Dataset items
══════════

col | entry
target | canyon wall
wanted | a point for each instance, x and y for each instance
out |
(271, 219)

══════════

**THE PROBLEM:**
Starting at the top of the records, copy every line exactly.

**OUTPUT OF THE TASK:**
col | entry
target | canyon wall
wanted | a point for each instance, x and y for each instance
out |
(271, 219)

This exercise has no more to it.